Return every line of the data below that contains the word "small", copying each line in full. Case counts, so match the word only when its capitalization is identical.
+++ ROWS +++
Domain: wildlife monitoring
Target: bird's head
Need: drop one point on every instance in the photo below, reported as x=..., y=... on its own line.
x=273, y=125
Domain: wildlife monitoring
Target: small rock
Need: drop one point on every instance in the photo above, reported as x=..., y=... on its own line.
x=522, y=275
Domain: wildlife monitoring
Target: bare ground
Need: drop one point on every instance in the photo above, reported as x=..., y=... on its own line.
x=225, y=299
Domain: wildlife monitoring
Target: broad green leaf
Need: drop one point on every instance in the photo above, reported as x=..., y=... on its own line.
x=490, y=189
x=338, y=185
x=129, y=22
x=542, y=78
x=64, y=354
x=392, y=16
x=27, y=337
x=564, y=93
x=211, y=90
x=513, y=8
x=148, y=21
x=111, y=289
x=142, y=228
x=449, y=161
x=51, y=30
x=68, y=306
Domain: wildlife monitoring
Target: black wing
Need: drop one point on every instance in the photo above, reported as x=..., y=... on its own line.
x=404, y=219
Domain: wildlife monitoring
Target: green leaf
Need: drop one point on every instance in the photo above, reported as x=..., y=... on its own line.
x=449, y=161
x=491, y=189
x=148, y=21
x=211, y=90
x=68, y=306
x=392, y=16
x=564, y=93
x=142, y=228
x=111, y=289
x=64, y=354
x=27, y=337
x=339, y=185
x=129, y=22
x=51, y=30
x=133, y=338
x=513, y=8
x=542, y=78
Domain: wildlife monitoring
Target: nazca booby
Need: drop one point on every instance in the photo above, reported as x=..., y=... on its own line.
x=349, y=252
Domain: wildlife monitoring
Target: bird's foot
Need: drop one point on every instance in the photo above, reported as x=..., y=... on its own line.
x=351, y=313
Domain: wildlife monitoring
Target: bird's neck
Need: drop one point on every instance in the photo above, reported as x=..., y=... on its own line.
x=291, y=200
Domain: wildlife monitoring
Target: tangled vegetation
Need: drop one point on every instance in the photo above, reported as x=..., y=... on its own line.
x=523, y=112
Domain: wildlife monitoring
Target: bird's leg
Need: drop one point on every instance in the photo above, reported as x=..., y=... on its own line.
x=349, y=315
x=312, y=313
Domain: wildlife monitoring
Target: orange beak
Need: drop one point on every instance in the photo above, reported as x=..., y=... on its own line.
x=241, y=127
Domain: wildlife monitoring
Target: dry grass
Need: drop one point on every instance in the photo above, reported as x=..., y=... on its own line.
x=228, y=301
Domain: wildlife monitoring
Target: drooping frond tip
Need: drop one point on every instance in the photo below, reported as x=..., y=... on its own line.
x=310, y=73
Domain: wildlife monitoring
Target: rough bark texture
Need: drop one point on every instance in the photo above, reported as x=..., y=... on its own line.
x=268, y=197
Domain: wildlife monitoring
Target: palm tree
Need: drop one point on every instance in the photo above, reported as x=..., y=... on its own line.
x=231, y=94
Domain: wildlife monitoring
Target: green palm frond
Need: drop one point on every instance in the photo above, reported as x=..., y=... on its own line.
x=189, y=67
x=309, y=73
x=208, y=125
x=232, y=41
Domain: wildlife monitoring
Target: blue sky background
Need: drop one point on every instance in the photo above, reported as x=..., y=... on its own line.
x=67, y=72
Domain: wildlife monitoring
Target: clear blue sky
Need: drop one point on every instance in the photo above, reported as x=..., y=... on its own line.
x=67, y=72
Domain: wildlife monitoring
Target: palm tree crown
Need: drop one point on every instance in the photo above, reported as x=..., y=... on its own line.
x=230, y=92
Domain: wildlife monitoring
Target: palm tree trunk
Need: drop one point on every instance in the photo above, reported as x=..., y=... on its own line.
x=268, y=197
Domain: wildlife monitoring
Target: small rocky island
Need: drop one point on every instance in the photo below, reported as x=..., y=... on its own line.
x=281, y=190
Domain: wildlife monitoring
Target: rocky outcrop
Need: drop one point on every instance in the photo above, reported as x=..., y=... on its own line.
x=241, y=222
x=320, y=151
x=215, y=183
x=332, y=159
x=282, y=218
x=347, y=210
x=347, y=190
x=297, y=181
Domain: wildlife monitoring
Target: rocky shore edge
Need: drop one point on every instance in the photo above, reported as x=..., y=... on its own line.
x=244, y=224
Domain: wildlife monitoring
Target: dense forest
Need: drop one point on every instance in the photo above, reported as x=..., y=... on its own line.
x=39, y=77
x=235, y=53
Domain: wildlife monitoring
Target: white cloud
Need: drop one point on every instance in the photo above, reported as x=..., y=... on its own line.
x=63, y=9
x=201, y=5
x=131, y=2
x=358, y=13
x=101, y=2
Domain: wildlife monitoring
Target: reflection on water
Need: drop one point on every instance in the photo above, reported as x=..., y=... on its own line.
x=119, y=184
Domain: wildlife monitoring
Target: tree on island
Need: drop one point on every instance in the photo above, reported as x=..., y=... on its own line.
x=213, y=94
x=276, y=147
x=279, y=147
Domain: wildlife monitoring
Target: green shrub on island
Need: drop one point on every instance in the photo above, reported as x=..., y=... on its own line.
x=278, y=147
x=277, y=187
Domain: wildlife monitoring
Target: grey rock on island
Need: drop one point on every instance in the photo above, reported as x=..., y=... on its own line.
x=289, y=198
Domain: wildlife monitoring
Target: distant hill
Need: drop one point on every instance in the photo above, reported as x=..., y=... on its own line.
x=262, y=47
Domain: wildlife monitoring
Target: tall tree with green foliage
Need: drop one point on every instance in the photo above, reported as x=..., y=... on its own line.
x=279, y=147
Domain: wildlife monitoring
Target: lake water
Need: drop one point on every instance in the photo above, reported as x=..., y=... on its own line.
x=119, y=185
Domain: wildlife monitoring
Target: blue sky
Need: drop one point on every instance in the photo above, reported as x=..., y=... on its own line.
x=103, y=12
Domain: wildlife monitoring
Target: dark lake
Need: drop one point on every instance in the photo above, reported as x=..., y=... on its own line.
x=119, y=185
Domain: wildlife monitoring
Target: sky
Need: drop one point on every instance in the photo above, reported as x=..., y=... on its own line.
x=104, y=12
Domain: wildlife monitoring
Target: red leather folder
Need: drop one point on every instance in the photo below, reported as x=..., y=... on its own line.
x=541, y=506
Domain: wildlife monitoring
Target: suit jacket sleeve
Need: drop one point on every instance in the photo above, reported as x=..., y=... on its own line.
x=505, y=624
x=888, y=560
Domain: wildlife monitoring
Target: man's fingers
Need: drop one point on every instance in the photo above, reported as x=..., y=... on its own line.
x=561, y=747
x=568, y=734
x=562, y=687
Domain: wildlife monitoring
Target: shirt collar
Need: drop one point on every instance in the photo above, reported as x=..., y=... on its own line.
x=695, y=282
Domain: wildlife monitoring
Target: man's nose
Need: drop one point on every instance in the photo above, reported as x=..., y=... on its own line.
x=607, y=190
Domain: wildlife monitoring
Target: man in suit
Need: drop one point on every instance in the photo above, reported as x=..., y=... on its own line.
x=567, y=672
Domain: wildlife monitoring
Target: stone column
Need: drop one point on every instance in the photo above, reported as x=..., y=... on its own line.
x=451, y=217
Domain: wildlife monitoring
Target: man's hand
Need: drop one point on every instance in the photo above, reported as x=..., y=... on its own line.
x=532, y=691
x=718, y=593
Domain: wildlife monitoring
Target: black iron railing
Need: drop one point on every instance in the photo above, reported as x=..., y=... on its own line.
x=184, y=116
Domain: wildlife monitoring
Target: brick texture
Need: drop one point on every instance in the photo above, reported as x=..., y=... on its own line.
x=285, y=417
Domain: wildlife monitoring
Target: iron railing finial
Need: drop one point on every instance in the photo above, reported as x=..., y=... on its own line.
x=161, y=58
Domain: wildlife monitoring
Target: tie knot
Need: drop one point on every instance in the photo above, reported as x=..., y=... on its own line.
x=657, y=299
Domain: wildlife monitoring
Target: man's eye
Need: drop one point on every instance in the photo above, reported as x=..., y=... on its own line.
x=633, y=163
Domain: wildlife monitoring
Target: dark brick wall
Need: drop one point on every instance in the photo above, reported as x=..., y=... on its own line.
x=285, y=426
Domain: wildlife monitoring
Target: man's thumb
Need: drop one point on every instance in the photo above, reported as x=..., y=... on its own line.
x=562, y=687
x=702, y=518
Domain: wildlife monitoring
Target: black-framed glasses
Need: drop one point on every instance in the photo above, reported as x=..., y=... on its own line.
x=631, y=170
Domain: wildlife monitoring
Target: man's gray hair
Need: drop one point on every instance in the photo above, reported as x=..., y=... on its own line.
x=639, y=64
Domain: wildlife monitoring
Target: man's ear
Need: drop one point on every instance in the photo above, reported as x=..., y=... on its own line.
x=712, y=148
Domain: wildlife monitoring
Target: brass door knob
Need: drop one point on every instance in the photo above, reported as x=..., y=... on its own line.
+++
* _WRITTEN SOLUTION_
Target: small rock
Target: small rocky island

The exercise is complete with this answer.